(Aim) Reproduce, word for word, the entries starting with the line that contains "Point out every instance of the blue tracksuit" and continuing through the end of the entries.

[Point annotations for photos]
========

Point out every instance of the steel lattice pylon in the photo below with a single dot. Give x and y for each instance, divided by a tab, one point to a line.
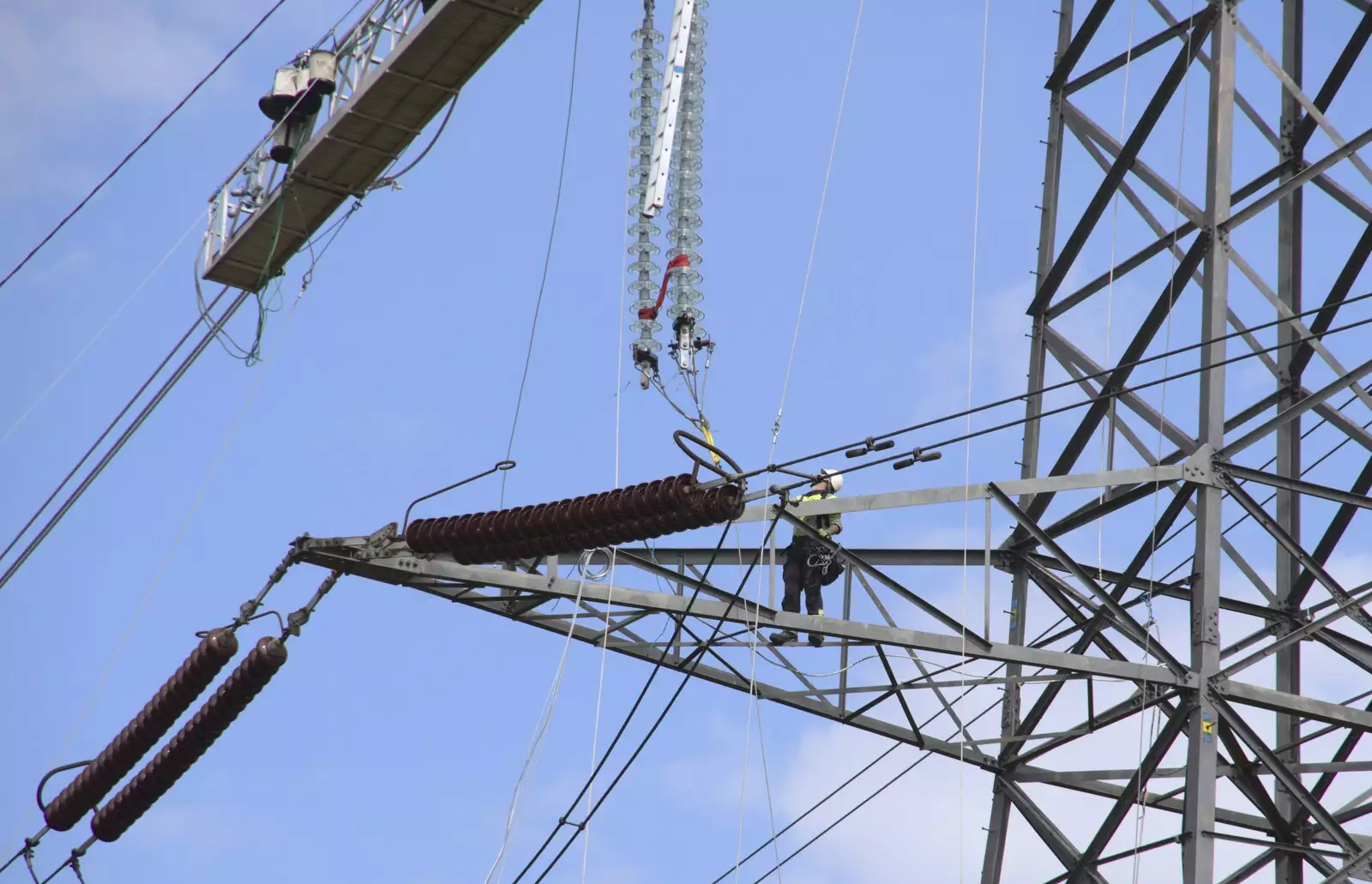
1260	756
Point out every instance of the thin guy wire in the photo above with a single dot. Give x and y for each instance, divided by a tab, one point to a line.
814	239
1051	412
972	338
1142	811
862	803
889	749
118	445
749	705
552	235
614	552
1074	382
791	360
100	333
772	815
652	676
1108	426
196	504
535	744
139	146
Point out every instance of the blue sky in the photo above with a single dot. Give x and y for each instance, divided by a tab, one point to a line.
388	746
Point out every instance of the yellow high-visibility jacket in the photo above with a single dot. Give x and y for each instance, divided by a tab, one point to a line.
829	523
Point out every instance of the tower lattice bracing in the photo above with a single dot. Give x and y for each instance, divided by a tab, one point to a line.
1179	612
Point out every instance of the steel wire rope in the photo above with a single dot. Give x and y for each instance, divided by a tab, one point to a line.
1108	424
391	180
781	406
1152	622
820	216
614	552
751	705
862	803
966	467
895	746
689	665
105	460
103	328
535	746
552	237
205	484
141	144
1042	415
1076	382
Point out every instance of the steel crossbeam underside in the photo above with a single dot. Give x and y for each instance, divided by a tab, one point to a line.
1179	574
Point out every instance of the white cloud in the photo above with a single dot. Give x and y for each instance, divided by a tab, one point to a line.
75	69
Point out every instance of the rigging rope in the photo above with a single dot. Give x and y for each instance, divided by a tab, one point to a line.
114	316
754	633
306	279
552	235
141	144
966	468
689	665
1061	409
1108	424
814	239
614	552
535	744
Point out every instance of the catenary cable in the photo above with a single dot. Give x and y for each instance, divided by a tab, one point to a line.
689	666
966	464
1142	810
614	552
1076	382
103	328
535	744
552	237
105	460
820	216
781	406
141	144
306	279
1047	413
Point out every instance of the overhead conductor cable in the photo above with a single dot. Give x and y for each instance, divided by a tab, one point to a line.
143	732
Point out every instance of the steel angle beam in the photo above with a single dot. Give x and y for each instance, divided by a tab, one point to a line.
454	580
379	109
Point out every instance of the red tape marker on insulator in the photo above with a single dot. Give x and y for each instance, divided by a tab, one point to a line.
651	313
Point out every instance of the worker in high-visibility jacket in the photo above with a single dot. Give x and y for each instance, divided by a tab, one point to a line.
809	564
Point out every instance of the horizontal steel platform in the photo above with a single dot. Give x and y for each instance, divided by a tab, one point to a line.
404	69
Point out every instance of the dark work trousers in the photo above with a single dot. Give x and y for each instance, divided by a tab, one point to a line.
799	574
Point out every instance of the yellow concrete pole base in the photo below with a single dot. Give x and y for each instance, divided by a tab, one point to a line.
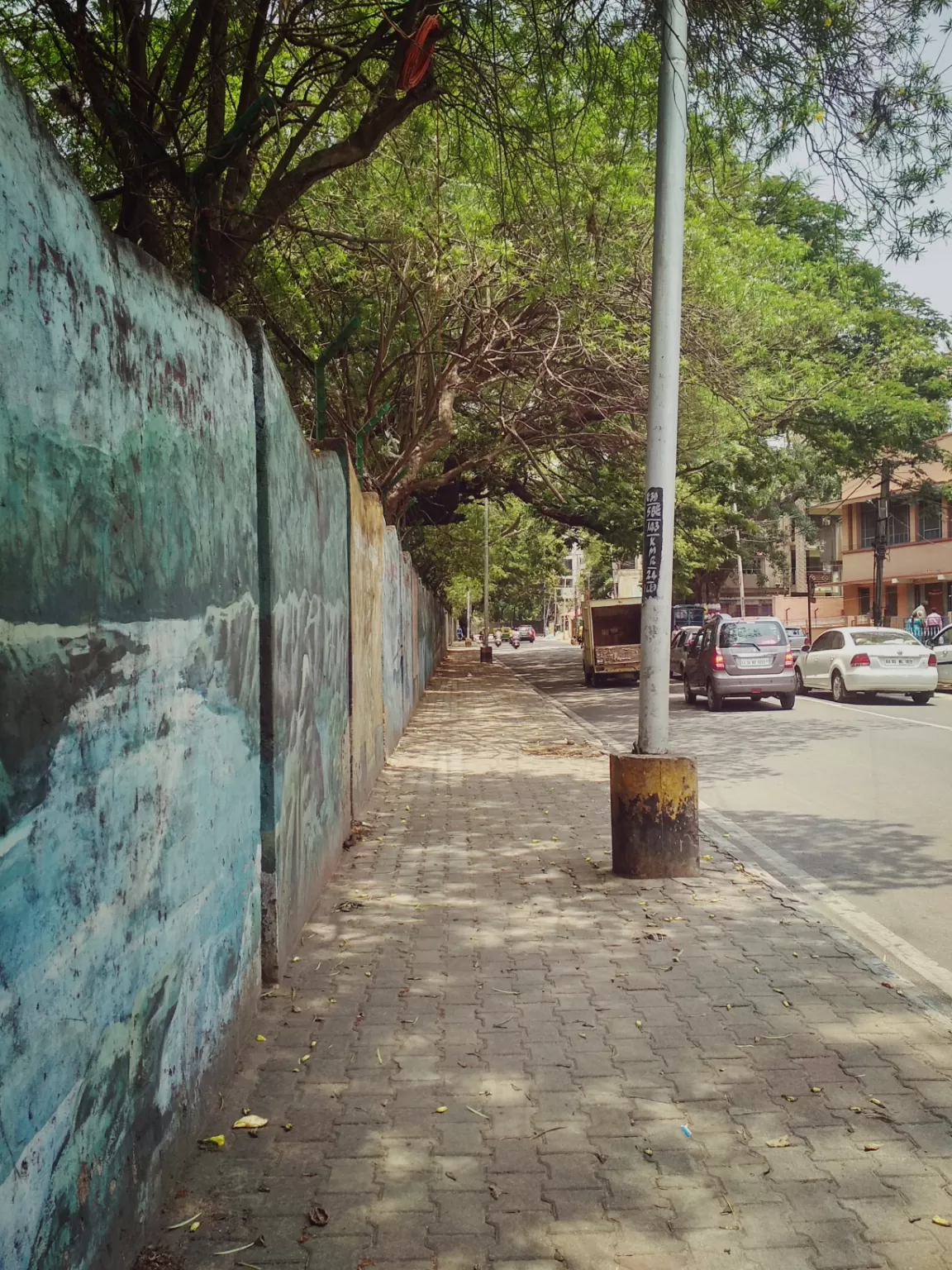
654	815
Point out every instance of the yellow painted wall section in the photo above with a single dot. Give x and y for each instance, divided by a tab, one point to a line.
367	531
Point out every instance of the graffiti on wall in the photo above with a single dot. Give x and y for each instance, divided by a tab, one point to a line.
128	709
303	566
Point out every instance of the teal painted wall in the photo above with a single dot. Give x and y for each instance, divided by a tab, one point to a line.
128	709
179	578
305	639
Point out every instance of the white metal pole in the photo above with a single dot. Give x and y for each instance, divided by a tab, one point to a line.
740	571
485	571
667	270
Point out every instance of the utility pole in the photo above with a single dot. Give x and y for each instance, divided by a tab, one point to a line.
664	379
487	651
654	794
883	516
740	571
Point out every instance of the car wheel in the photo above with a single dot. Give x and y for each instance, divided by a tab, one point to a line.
840	689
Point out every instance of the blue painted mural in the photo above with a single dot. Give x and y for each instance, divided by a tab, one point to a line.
128	710
179	687
305	596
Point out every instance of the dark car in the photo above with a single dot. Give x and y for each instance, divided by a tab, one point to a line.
681	640
740	656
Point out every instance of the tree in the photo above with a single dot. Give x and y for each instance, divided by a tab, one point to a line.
199	126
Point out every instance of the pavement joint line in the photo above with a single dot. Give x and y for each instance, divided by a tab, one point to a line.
869	940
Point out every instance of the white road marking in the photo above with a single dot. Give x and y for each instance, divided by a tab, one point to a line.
876	936
878	714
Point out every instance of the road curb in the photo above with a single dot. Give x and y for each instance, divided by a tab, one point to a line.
852	929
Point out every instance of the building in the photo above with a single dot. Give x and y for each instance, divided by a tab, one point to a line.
919	552
809	575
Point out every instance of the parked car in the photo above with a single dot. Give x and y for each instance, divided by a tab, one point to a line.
740	656
869	659
942	642
679	647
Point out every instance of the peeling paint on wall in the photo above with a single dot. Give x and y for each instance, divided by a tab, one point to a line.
306	756
367	640
128	709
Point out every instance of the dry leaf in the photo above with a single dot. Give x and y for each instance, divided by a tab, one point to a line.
187	1222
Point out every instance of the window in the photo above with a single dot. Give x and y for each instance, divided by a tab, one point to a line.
752	633
930	521
864	639
897	528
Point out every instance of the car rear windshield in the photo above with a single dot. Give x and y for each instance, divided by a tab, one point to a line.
763	634
861	637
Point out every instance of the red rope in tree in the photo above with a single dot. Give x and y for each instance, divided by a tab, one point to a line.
419	54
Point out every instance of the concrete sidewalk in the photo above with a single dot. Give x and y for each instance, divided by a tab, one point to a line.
492	1053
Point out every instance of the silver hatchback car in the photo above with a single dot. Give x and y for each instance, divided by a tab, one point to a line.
740	656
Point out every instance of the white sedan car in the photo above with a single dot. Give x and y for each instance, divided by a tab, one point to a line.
867	659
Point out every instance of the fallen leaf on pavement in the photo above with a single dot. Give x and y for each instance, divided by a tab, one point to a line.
250	1122
187	1222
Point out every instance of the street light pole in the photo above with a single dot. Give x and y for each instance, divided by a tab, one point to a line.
664	377
487	651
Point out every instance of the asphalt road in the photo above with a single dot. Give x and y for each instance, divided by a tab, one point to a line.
859	795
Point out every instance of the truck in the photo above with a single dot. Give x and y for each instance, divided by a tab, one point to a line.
611	639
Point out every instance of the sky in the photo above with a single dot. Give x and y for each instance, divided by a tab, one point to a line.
931	275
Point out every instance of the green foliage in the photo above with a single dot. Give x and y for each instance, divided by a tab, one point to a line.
526	558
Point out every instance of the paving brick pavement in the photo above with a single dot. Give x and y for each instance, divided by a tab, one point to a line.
488	1048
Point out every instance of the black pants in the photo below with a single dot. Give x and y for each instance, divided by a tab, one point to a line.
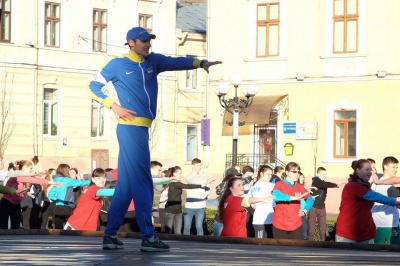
62	214
26	217
12	211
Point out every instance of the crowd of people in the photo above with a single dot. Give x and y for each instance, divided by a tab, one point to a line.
271	203
279	205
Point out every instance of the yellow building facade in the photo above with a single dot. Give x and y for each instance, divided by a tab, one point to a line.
326	71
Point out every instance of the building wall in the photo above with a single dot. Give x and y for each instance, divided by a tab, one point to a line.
27	69
331	80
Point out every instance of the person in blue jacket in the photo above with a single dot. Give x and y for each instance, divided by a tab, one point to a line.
134	76
63	196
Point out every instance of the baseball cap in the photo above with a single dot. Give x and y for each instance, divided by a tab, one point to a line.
139	33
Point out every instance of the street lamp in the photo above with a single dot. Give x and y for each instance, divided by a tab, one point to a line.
235	107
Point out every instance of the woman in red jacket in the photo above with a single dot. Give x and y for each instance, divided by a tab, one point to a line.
232	208
355	223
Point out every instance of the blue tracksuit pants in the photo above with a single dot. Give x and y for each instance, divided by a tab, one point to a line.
134	180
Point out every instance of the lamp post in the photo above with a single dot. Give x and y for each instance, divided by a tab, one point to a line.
235	107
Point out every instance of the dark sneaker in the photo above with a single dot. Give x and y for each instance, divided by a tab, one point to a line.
156	245
112	243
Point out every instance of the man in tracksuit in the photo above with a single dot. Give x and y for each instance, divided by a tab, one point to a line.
134	76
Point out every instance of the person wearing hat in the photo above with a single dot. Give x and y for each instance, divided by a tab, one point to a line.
134	76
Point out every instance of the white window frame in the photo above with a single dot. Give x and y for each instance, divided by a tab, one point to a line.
362	26
283	30
50	114
106	115
52	33
330	118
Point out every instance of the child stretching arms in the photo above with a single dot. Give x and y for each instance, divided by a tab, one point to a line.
87	212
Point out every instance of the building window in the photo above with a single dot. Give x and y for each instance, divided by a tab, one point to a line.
98	120
50	112
52	24
191	76
146	21
345	26
5	21
268	23
191	143
344	135
99	30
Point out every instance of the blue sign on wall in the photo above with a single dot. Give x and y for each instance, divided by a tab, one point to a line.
289	128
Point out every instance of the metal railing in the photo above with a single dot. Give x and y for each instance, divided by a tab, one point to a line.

========

(Complete answer)
Point out every instance of the blue tracksuit pants in the photo above with a single dot. Give x and y for each instance, divided by a tab, one point to a line.
134	180
Point out every instance of the lamp post in the photo above with a single dot. Give x and y for each instance, divided by a tab, one point to a line.
235	107
Point out every instance of the dark sneaker in the photo above with a single dot. Give x and y for each instance, divided by a tab, one point to a line.
156	245
112	243
Point out every instance of the man in tracksuit in the photo above with a single dot. Give x and y for each instance, divided by a tab, one point to a line.
134	76
Point out every instance of the person wearing hat in the photo above with a single dot. Give x and y for each instance, divided by a tab, one point to a line.
134	76
Point out every instance of the white window frame in the photo above with a single dot. Give x and y for each instance, divided by a tab, one point to a line.
362	26
283	30
50	114
106	115
52	33
330	118
Point out every instance of the child stretching arms in the photo above with a single dot. Give x and y for each instance, divided by a tab, one point to a line.
87	212
Point out every instance of the building window in the photo above with a single dot. Give x and y for each instance, divided by a tab, one point to a line.
98	120
50	112
52	24
191	76
146	21
345	26
5	21
268	23
191	143
344	135
99	30
Point out every instance of the blue sign on wall in the photo above with a single dot. Give x and y for each instance, divided by a tab, one point to a line.
289	128
Point out every instance of the metal railing in the photo above with a single dot. Give x and y for each instance, divided by a tab, one point to a line.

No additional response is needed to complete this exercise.